Content starts
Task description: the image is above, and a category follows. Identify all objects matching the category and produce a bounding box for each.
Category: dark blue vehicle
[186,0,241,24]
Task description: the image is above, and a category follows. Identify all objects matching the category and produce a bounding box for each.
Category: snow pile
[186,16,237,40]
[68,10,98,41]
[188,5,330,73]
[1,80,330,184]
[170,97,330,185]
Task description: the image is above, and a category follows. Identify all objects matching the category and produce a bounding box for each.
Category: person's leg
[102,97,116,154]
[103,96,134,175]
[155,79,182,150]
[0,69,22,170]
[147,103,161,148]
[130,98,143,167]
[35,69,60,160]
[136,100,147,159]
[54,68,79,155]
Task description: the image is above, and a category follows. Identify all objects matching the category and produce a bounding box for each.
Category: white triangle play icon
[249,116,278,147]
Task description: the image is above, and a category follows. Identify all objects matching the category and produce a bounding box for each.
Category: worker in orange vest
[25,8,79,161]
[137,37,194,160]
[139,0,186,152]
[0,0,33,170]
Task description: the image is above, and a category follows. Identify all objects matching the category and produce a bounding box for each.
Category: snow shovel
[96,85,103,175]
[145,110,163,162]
Content ends
**What to do:** Your answer must be the full listing, restated word for word.

**Solved exercise:**
Task description: the image is above, and a category follows. Identify all objects matching the category and produce a bounding box for each.
Category: dark blue vehicle
[186,0,241,24]
Task description: the image is above, and a category follows. Identify all objects matching the category and produce a bounding box for each.
Category: snow pile
[186,16,237,40]
[68,10,98,41]
[188,5,330,73]
[1,80,330,184]
[170,97,330,185]
Task description: the image is above, and a category follows. Identify all objects matching the category and produce a bounding box for each.
Category: person's leg
[102,97,116,154]
[103,96,134,175]
[155,79,182,150]
[0,69,22,170]
[147,103,161,148]
[130,98,143,167]
[35,69,60,160]
[136,100,147,159]
[54,68,79,155]
Task description: the image is above, and a category follows. Identify all objects matching the category and produce a bounding box for each.
Category: white triangle play icon
[249,116,278,147]
Task description: the image is above, and a category follows. Identify all objects matching the category and produce a bounding box for each.
Category: worker in orange vest
[25,8,79,161]
[137,37,194,160]
[139,0,186,152]
[0,0,33,170]
Task description: the image is above, and a category follows. Identify all objects matching the category and produce a bounding box for each.
Category: snow shovel
[96,85,103,175]
[145,110,163,162]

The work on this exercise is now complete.